Problem to solve
Please put the data below into a numbered list, running from the line with "of the smile" through the end of the data, both ends included. Leave out blank lines and any pictures.

— start —

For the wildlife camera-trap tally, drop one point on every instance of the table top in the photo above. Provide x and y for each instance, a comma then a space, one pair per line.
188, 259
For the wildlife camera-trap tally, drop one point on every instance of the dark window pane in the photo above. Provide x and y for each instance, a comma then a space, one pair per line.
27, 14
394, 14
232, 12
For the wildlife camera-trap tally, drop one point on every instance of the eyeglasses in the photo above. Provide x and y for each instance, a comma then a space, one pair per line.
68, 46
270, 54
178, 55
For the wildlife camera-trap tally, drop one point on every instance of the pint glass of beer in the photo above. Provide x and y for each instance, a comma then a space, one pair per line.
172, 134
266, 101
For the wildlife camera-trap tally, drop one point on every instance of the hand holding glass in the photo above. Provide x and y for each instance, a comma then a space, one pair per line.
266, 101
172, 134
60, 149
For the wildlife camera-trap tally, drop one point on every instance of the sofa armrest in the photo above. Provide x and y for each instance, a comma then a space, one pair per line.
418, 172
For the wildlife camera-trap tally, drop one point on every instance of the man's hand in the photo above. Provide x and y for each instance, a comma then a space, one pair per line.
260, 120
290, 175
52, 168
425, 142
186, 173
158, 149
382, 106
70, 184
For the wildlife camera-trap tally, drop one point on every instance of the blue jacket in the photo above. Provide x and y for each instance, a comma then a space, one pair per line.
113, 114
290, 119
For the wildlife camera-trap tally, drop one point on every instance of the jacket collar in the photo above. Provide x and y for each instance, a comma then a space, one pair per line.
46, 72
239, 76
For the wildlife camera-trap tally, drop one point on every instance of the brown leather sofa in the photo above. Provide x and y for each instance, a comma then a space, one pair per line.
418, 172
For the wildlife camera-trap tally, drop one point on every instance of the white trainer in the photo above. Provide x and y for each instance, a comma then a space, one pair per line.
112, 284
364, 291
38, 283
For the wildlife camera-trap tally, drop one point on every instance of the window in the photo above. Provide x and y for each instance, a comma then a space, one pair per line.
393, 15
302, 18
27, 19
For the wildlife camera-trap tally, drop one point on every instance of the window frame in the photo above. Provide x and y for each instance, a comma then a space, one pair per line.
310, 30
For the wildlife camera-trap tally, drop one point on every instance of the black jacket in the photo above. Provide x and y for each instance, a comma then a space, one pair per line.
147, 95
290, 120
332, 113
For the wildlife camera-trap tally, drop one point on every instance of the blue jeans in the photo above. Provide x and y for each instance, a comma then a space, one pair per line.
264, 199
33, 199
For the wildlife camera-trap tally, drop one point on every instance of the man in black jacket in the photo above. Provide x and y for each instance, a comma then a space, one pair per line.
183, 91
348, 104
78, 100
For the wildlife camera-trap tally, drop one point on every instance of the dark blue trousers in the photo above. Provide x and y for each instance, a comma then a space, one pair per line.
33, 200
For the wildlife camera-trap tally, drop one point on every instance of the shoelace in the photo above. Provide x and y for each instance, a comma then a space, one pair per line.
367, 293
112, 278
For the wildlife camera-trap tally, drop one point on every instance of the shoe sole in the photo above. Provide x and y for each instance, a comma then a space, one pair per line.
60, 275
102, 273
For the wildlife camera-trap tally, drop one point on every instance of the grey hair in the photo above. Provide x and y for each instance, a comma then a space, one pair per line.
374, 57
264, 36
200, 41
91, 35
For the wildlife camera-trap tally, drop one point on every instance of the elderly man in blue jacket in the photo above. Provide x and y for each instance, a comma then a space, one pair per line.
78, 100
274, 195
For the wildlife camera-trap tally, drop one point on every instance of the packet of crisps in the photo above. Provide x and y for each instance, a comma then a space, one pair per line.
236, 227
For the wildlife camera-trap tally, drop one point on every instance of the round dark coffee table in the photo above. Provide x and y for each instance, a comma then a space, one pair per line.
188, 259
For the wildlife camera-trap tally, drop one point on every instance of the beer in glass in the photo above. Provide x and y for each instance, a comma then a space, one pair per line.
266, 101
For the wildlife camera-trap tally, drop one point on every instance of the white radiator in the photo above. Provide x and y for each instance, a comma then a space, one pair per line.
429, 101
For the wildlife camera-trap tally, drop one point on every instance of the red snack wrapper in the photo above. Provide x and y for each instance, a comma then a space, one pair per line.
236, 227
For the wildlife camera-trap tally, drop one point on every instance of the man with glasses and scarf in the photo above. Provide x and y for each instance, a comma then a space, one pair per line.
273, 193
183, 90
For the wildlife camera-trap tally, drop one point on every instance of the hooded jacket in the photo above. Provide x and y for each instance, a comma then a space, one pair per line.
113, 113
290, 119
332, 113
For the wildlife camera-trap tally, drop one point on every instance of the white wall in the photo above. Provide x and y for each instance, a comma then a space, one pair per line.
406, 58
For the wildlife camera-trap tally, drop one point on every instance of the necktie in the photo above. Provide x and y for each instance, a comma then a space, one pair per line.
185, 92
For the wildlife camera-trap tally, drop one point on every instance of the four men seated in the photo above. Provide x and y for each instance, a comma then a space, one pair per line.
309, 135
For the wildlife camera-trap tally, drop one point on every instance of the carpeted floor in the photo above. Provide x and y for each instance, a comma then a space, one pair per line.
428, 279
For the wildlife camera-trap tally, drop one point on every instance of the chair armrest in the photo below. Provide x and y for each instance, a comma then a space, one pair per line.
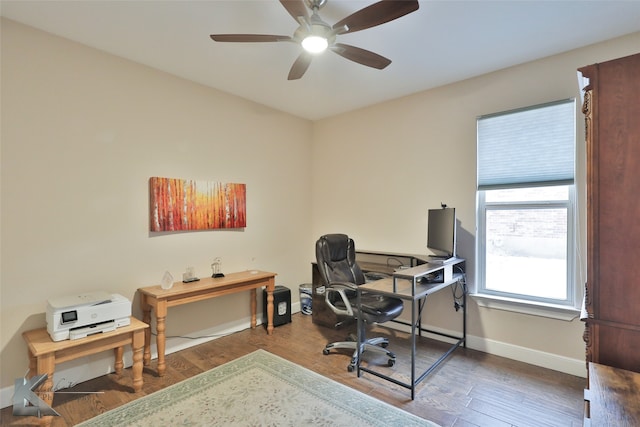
340, 288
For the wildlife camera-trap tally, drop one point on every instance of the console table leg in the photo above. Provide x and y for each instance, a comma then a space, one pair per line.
161, 343
137, 344
46, 365
119, 363
253, 296
146, 318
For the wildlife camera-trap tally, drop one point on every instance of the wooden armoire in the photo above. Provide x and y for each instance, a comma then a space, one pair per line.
612, 299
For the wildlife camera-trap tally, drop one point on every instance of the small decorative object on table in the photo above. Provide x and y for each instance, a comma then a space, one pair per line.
216, 267
189, 275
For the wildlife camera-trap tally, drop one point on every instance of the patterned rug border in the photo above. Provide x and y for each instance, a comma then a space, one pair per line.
370, 411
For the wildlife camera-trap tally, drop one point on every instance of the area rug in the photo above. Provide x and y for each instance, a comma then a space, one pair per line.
259, 389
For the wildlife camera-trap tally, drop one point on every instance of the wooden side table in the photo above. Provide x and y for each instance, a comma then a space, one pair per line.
159, 300
44, 353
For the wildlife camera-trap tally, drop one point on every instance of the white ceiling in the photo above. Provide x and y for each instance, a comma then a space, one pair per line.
440, 43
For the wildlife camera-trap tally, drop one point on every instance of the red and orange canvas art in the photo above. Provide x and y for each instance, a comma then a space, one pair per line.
183, 205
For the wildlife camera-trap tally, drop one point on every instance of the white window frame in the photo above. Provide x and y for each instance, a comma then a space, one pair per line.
567, 309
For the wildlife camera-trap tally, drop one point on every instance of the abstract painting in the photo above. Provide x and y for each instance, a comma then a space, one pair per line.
183, 205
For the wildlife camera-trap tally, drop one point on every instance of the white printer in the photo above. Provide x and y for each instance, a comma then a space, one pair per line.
79, 316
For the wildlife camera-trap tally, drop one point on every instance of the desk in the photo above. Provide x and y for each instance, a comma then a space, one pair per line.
158, 299
406, 284
44, 353
612, 397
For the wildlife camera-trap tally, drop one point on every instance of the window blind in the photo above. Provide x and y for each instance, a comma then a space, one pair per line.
532, 146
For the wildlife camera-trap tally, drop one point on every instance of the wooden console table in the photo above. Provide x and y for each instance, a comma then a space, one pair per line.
44, 353
158, 299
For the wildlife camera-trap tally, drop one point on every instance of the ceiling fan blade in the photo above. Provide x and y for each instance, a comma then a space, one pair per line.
361, 56
376, 14
249, 38
296, 8
300, 66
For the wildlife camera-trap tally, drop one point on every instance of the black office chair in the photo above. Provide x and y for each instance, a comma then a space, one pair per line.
341, 275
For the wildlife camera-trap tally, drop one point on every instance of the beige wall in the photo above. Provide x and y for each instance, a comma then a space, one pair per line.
82, 132
378, 170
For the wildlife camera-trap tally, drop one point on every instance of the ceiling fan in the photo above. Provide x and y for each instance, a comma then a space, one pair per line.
315, 35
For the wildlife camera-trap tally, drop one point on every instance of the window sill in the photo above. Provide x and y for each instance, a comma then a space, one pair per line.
526, 307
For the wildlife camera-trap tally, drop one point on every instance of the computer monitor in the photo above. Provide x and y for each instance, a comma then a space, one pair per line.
441, 232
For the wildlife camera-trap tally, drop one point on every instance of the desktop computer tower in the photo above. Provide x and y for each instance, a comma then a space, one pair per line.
281, 306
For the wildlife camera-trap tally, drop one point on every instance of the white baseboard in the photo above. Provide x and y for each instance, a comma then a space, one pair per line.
76, 371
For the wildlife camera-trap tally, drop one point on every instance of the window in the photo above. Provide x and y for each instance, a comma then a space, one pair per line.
525, 202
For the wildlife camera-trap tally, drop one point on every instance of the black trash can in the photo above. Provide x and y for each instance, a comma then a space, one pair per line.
281, 306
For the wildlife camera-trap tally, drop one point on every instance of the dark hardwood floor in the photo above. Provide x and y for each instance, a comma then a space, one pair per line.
470, 388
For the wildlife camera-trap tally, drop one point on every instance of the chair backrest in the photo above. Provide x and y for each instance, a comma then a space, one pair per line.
336, 257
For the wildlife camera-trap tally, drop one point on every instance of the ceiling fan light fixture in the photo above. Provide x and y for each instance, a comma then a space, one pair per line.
315, 44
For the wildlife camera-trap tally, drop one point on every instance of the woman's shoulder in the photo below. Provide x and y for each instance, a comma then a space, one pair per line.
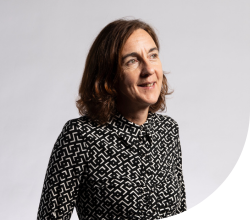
165, 119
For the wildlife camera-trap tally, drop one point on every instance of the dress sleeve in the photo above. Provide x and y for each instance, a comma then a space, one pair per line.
179, 173
64, 175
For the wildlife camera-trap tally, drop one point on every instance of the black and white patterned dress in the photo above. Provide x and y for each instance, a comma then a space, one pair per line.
119, 170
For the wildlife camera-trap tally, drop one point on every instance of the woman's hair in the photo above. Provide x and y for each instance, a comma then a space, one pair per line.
98, 87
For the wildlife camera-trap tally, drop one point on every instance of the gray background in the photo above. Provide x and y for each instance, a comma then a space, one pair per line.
204, 45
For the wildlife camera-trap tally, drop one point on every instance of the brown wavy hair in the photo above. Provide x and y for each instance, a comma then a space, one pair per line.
98, 87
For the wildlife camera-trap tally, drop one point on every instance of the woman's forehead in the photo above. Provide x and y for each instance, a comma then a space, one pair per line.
139, 40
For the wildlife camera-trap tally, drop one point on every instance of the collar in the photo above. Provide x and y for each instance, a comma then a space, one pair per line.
130, 132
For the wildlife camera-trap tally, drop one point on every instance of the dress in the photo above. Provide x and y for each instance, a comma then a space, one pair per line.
119, 170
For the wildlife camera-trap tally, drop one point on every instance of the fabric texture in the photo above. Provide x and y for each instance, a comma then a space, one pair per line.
119, 170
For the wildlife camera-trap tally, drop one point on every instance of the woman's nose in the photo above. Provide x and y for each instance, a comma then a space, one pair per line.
147, 69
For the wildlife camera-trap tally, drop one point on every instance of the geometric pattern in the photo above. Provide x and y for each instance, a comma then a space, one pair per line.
119, 170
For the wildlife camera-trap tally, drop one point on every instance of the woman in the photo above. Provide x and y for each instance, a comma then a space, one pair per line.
119, 160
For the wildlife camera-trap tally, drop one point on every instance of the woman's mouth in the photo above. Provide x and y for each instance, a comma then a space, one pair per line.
147, 84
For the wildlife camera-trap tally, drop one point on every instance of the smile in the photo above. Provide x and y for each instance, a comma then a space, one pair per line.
147, 84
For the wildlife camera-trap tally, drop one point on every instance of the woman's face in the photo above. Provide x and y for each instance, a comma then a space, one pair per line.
141, 78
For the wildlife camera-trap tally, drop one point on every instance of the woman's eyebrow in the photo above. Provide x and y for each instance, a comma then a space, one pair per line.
134, 54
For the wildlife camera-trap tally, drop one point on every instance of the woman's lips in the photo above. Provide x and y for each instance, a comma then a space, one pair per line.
147, 84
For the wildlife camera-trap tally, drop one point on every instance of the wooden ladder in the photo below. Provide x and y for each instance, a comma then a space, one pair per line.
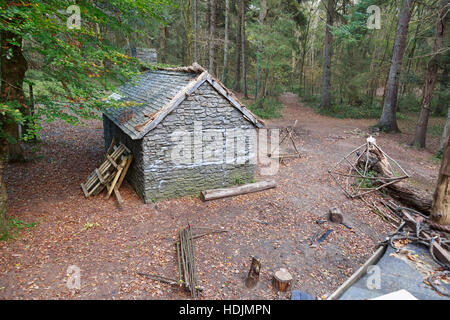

— end —

Response to the task
1. For the wildlife camera-trap tally, drop one point on every instance of the smile in the photo above. Provide x and y for each instance, a comma then a space, one pair per line.
2. 147, 84
3. For the wildlife camera-trap tally, drop one point on every instance of the woman's face in the photo above. Provide x and y for each instance, a comma then a space, one pair per line.
4. 141, 78
5. For the wildlife camera-trap tally, drop one point on every instance of the woman's eyebrow in the photo above. Provide x and y for each instance, a comma then a space, one pair per line.
6. 134, 54
7. For the wildlife camera-trap tally, drop one point on every instance of the woman's lips in the photo above. Provide x and y for each instance, a comma then a space, one pair per line.
8. 147, 84
9. For the wildlife camera-trap tally, drop one point on every instance of the wooden ladder in the photo below. Provide x and y for each instance, a comma then a space, one pair per line.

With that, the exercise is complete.